_ИСТОЧНИК_:

Когда я пишу вам письмо, вы не наблюдаете меня непосредственно – вы имеете дело с объектом-письмом, за которым вы только предполагаете наличие субъекта, выступающего по отношению к этому письму в роли автора. Напротив, когда вы слышите мою речь, вы наблюдаете субъекта в его непосредственном – здесь и сейчас – присутствии. В своей теории знака, открывающей второй и главный том «Логических исследований», Гуссерль сразу исключает из рассмотрения письмо, чтобы сконцентрироваться только на голосе. Знак связывается именно с голосом, феноменология пристегивается к присутствию. У знака есть функция: он репрезентирует данность, еще дальше – сущность. Поэтому для Гуссерля разделение на значение и смысл, о котором речь еще впереди, оказывается излишним: данность, имеющая для сознания смысл, и есть значение знака – референт. Все, повторяю, дано сознающему субъекту – в данности этой спаяны смысл и значение репрезентативного знака.
Голос, таким образом, есть непосредственная данность субъекта сознания. Голос – это живое настоящее, субъективное здесь и сейчас. Голос тавтологичен, он отсылает к говорящему субъекту, тем самым удостоверяя: я говорю – значит я есть, и я есть именно этот говорящий. Письмо уже не позволит замкнуть это тождество – в письме само оно и его субъект разнесены во времени и в пространстве, так, что письмо всегда отделено от своего (предполагаемого, потому что теперь не непосредственного) субъекта. Дело письма – работа разнесения: отдельно акт, отдельно его продукт. Голос же собирает все это обратно: в акте неразличимы субъект и его произведение. Речь как произведение речевого акта есть, таким образом, место, где производится сам субъект – как у Декарта, в акте сомнения производящего самого субъекта сомнения. Гуссерль растворяет инстанцию сомнения в инстанции голоса – здесь ничего не меняется, потому что без изменения сохраняется самое форма тавтологиии: я говорю (сомневаюсь) = я есть (существую). В голосе, как и в сомнении, как, впрочем, и в любом сознательном акте (поэтому, собственно, значение и смысл равны) субъект выходит в прозрачность присутствия для самого себя.

_ЗАДАНИЯ К ВЫПОЛНЕНИЮ_:
1 > Выпиши без изменений строки листинга: фрагмент, который начинается строкой, содержащей «point: river -- one», и заканчивается строкой, содержащей «point: bridge handrail», причем обе эти строки входят в него.
2 > Продолжи текст о голосе и письме в феноменологии Гуссерля, начав сразу после его последнего предложения.

_ПРЕДОСТАВЛЕННЫЕ МАТЕРИАЛЫ_:

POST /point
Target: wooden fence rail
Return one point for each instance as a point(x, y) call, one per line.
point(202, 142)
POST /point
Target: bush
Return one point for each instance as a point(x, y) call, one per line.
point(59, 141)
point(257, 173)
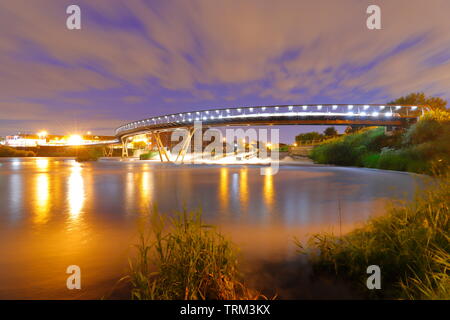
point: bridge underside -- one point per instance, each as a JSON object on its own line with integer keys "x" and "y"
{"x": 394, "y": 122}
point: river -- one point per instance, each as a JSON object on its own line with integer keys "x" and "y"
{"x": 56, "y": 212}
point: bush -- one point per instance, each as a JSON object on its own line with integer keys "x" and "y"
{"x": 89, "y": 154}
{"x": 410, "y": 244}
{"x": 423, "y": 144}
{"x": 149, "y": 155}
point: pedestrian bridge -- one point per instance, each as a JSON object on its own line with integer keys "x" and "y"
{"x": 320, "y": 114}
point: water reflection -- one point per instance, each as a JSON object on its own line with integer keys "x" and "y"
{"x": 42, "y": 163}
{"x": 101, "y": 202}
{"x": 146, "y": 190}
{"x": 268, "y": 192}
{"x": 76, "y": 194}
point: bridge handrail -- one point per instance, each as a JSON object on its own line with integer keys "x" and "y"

==

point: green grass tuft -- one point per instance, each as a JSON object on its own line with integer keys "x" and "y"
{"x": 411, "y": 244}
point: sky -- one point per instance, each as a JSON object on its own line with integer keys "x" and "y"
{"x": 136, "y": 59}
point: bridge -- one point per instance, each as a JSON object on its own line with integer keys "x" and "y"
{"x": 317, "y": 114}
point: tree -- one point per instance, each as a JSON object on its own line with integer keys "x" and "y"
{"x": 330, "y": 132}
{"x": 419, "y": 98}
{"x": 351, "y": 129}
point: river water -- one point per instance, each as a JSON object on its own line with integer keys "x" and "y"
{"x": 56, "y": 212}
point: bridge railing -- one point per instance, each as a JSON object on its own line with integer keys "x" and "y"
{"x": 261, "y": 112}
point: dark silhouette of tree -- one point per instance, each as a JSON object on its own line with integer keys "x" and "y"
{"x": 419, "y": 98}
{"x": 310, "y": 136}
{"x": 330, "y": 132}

_ОТВЕТЫ ПО ЗАДАНИЯМ_:
1 >
point: river -- one point per instance, each as a JSON object on its own line with integer keys "x" and "y"
{"x": 56, "y": 212}
point: bush -- one point per instance, each as a JSON object on its own line with integer keys "x" and "y"
{"x": 89, "y": 154}
{"x": 410, "y": 244}
{"x": 423, "y": 144}
{"x": 149, "y": 155}
point: pedestrian bridge -- one point per instance, each as a JSON object on its own line with integer keys "x" and "y"
{"x": 320, "y": 114}
point: water reflection -- one point per instance, each as a JSON object on its own line with integer keys "x" and "y"
{"x": 42, "y": 163}
{"x": 101, "y": 202}
{"x": 146, "y": 190}
{"x": 268, "y": 192}
{"x": 76, "y": 194}
point: bridge handrail -- one point per instance, each as a JSON object on its own line with integer keys "x" and "y"

2 >
Поэтому, если ранее мы определяли cogito как оператор присутствия, теперь таким оператором мы назовем голос, фонэ. Присутствующее сознание существует как голос. Здесь, обратите внимание, происходит спайка эмпирического и идеального – в речевом акте, в котором звучание голоса как данное в опыте полагается манифестацией чистого субъекта сознания. Эмпирическое отныне не может претендовать на самостоятельность, ведь его привязка к идеальному (трансцендентальному) субъекту есть условие его существования: я существую (эмпирическое «я», голос) как присутствующее для самого себя (трансцендентальное «я», сознание). Это самое само оказывается тем субъектом, который дает существующему санкцию на его существование. Такое возможно только потому, что голос наделяется смыслом живого присутствия (кого? – субъекта сознания). С письмом такой ход не пройдет – там субъект и «его» эмпирия так разнесены во времени и пространстве, что отождествление их окажется невозможным.
Выходит, корень нашего зла – данность в пространстве и времени. Голос, как кажется, удостоверяет эту данность, письмо, напротив, проблематизирует – данность отсрочивается, тождественность, тем самым, ломается. Письмо выступает на стороне различия, голос же – на стороне тождества. Тождество это, по-видимому, достигается тем, что голос мой для меня самого не вынесен вовне, он от меня не оторван, изначально не объективирован перед моим взором – он сохраняет все признаки имманентности, мне присущей, тем самым указывая на очевидность моего присутствия для самого себя в момент говорения. Если чужой голос для меня – объект среди объектов, мой собственный голос от меня не оторван, я знаю, что он и есть я. Ход моей мысли, акт моей воли – все дано вместе с эмпирическим моментом явления моего голоса. Это, как кажется, та искомая точка, в которой смыкаются тело и дух – тот таинственный эпифиз, которым бредил Декарт.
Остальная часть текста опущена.